What the task asks:
Every line in the listing below that holds the word "like" should be returned.

Dataset excerpts:
++++++++

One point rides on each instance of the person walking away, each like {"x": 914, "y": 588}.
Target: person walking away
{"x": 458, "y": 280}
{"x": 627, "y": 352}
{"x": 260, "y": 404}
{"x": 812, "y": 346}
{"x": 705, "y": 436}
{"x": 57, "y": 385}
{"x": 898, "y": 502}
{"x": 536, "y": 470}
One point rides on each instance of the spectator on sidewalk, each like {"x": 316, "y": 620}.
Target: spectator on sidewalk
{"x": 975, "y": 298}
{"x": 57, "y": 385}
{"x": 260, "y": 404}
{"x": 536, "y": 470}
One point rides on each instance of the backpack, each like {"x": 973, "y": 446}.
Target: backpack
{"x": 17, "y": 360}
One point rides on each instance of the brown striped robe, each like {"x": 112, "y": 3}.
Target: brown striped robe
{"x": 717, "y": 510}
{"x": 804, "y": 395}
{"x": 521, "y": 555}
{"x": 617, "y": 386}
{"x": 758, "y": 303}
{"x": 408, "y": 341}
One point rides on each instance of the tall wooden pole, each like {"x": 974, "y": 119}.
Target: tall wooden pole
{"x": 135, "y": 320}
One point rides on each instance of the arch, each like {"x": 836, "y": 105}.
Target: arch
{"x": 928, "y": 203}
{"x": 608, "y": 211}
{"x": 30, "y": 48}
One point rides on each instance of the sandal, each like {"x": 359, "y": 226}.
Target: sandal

++++++++

Answer below:
One point rides on each instance of the person walking away, each like {"x": 914, "y": 588}.
One point rides on each instance of the spectator on sidewalk, each like {"x": 316, "y": 620}.
One point rides on each instance of the backpack, each like {"x": 973, "y": 446}.
One point rides on each instance of the brown striped robe, each like {"x": 112, "y": 3}.
One point rides on each instance of the tall wooden pole, each like {"x": 974, "y": 119}.
One point rides on each instance of the arch, each like {"x": 836, "y": 105}.
One point rides on each instance of the sandal, each like {"x": 359, "y": 226}.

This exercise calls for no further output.